**Passage to read**
## BEGIN
PAG Holding Corp. and Subsidiaries
1. Nature of Business
PAG Holding Corp. and Subsidiaries (collectively, the “Company”), is a wholly owned subsidiary of GenNx/PAG Acquisitions, Inc (the “Parent”). The Company provides maintenance, repair, and overhaul services and distributes components for rotary and fixed wing aircraft, specializing in servicing wheels and brakes, starter generators, avionics, accessories, instruments, hydraulics, engines, fuel components, and auxiliary power units (APUs) through its FAA certified facilities.
The Company sells to customers throughout the world and maintains offices in the United States of America and in foreign countries. For the nine months ended September 30, 2025, 75.1% of the Company’s revenues originated from the United States, 8.2% from Australia, 11.2% from Canada, and the remaining 5.5% from other countries, including Brazil, United Kingdom, and Singapore. For the nine months ended September 30, 2024, 71.5% of the Company’s revenues originated from the United States, 14.8% from Australia, and the remaining 13.7% from other countries, including Canada, Brazil, and Singapore.
## END
**Records supplied**
## BEGIN
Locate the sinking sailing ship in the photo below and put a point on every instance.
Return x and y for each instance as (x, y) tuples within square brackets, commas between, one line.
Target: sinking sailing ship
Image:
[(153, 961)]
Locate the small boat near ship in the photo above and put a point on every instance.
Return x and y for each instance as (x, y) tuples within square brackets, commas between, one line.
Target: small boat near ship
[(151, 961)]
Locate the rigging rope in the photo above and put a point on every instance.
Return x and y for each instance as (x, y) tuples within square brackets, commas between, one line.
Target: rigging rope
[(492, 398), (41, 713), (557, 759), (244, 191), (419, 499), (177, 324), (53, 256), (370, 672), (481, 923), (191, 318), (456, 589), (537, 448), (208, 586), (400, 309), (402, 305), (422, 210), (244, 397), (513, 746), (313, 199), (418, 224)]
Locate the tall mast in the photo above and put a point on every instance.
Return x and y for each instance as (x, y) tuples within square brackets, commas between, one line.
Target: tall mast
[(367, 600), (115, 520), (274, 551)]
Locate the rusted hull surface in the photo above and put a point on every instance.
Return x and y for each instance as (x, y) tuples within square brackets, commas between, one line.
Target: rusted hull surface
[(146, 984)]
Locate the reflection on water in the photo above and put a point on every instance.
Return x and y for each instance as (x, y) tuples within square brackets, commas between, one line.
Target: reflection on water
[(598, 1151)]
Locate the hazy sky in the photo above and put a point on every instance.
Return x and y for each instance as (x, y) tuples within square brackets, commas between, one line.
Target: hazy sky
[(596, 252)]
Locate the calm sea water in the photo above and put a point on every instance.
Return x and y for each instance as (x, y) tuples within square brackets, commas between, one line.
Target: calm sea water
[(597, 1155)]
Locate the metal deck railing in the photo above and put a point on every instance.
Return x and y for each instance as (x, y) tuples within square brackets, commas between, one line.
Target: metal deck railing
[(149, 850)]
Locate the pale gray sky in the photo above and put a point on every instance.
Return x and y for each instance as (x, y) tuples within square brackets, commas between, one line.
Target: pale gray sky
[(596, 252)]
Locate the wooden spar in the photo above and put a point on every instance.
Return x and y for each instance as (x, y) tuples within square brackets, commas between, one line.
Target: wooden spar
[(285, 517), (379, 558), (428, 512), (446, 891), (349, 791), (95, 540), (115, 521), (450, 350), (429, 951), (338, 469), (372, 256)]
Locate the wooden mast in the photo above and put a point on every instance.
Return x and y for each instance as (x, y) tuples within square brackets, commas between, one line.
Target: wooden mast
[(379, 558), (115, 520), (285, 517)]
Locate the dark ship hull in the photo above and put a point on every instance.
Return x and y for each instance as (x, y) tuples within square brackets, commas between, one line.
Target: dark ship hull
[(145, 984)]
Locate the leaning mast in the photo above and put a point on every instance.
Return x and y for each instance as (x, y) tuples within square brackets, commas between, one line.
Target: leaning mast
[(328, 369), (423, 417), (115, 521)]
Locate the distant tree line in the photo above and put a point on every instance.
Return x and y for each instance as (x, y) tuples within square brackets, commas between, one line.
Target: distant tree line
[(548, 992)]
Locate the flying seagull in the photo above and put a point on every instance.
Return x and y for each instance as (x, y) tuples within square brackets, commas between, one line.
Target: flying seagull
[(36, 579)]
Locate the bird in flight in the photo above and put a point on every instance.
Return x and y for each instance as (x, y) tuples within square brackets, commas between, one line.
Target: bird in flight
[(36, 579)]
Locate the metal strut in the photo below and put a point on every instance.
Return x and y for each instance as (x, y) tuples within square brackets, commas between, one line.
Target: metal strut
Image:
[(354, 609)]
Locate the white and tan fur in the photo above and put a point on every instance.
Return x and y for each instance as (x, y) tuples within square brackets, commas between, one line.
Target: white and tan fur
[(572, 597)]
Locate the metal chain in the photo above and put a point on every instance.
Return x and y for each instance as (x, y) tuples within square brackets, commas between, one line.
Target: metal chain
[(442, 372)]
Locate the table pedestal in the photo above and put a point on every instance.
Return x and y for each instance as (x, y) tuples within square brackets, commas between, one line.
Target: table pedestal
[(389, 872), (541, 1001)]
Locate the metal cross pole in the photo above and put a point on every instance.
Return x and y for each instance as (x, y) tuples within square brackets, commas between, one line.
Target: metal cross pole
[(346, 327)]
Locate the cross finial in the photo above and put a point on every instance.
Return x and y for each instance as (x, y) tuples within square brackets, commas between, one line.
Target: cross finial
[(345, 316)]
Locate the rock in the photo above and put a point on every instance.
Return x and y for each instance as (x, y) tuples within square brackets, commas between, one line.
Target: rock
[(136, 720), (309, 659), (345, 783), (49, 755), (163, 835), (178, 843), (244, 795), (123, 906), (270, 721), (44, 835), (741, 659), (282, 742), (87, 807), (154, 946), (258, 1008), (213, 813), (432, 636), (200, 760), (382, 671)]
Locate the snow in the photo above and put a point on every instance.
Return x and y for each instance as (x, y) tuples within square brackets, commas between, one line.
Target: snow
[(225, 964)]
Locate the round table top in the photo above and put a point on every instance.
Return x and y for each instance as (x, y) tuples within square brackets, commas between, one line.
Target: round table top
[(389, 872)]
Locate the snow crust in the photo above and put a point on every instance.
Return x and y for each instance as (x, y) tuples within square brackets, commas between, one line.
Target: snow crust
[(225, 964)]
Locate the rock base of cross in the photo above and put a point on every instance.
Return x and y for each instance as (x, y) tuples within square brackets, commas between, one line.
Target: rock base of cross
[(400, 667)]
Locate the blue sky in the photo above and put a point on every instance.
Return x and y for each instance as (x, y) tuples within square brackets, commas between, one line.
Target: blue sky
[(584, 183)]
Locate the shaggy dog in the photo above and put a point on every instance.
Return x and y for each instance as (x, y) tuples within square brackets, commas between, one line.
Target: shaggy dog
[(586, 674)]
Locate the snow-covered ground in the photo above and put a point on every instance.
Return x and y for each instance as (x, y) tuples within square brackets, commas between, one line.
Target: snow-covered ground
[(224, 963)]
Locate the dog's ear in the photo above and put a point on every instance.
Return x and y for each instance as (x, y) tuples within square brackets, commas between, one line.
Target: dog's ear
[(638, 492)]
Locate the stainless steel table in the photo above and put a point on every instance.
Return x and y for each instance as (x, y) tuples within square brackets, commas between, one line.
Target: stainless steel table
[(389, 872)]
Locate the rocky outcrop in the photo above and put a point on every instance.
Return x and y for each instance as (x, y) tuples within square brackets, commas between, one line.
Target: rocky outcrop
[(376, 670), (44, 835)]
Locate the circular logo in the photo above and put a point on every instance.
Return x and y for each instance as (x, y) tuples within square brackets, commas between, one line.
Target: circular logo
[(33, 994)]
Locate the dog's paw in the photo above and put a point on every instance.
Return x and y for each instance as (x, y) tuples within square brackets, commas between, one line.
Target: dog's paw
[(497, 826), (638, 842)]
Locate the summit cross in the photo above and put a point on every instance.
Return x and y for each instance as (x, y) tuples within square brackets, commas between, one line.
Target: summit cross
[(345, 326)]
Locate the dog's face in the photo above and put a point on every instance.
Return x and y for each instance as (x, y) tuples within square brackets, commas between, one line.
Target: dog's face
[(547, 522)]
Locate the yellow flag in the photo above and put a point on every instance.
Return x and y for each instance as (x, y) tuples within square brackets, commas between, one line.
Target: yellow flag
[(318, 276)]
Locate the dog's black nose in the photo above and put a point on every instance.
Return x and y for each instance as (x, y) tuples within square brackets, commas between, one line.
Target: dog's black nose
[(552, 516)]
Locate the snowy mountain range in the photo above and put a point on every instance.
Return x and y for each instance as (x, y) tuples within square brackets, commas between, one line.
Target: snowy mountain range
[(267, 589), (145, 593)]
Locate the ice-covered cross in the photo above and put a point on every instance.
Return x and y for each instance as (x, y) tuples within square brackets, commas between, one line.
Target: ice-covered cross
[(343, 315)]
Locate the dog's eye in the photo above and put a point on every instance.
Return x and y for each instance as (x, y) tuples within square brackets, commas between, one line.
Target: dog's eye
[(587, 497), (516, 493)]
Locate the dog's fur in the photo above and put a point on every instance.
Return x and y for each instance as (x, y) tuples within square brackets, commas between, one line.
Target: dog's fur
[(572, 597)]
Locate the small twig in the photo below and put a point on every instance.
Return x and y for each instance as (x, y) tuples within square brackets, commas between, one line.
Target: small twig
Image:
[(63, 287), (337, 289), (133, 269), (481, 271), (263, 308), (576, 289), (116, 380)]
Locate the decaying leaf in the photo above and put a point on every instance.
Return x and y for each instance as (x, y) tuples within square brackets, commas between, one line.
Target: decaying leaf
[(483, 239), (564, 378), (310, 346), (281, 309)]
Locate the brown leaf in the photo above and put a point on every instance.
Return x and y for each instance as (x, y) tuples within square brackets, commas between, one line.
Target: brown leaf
## END
**Set problem 1**
In the text on PAG Holding Corp., what share of the Company's revenues came from Canada for the nine months ended September 30, 2025?
**Set problem 2**
Write the next part of the text on PAG Holding Corp., picking up after its last sentence.
The listing has nothing to do with the text on PAG Holding Corp.

**Response 1**
11.2%

**Response 2**
2. Summary of Significant Accounting Policies
Basis of Presentation
The accompanying unaudited condensed consolidated financial statements of the Company have been prepared in accordance with the accounting principles generally accepted in the United States of America (“US GAAP”) and with the rules and regulations of the Securities and Exchange Commission (“SEC”). Accordingly, they do not include all of the information and footnotes required by US GAAP for complete financial statements. In the opinion of management, all adjustments, consisting of normal recurring adjustments, considered necessary for a fair statement have been included. Interim results are not necessarily indicative of results that may be expected for the fiscal year ending December 31, 2025 or other interim periods. The condensed consolidated balance sheet as of December 31, 2024 has been derived from the audited consolidated financial statements at that date.
These unaudited condensed consolidated financial statements should be read in conjunction with the consolidated financial statements for the year ended December 31, 2024.
All material intercompany balances and transactions have been eliminated in consolidation.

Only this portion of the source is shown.